◆ Exercise directions
Retrieve each line that contains the word "armoire" from the entries below.

◆ Provided entries
----

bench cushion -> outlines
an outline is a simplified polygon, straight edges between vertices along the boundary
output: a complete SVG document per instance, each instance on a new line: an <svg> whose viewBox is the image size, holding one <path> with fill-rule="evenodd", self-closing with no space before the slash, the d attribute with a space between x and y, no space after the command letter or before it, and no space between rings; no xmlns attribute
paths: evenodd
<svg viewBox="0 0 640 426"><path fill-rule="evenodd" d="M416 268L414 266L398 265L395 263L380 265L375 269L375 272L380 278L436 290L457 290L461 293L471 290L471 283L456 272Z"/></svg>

----

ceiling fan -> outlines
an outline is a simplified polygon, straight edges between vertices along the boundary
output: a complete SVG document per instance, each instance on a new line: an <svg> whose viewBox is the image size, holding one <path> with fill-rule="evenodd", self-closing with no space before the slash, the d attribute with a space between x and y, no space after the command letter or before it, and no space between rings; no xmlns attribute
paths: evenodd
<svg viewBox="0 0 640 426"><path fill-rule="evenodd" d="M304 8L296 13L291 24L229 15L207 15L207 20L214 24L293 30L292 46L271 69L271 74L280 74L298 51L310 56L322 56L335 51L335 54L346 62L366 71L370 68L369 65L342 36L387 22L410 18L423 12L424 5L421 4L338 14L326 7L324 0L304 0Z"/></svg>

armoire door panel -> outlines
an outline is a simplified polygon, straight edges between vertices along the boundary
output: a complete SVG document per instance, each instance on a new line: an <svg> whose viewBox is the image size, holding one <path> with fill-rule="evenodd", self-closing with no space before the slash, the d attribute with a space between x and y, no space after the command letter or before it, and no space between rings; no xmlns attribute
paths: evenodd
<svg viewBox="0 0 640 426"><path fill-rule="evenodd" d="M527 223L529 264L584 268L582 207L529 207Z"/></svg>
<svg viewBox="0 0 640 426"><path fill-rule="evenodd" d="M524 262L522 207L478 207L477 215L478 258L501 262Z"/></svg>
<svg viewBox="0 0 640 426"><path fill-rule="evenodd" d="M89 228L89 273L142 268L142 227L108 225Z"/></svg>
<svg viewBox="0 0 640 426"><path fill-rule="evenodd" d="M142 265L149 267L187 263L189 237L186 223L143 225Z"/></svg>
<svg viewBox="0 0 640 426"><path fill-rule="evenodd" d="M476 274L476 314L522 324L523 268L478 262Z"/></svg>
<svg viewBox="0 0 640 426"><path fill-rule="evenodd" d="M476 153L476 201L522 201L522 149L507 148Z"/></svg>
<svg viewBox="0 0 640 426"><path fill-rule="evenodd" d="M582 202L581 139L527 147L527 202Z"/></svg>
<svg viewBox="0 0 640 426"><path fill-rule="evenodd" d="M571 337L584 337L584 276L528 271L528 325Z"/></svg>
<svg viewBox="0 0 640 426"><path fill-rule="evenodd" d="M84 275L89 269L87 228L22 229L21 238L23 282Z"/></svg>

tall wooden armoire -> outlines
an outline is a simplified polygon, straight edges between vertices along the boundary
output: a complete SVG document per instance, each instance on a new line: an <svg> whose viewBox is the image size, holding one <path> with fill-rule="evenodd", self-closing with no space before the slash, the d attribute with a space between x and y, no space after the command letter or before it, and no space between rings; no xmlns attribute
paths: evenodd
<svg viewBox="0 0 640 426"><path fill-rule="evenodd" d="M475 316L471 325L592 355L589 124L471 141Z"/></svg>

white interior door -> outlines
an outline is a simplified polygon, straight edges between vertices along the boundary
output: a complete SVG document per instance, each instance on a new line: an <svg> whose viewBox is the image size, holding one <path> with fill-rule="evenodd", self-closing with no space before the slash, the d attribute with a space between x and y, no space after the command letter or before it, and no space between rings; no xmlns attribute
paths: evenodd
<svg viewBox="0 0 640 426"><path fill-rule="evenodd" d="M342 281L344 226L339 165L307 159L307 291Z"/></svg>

----

◆ Task response
armoire door panel -> outlines
tall wooden armoire -> outlines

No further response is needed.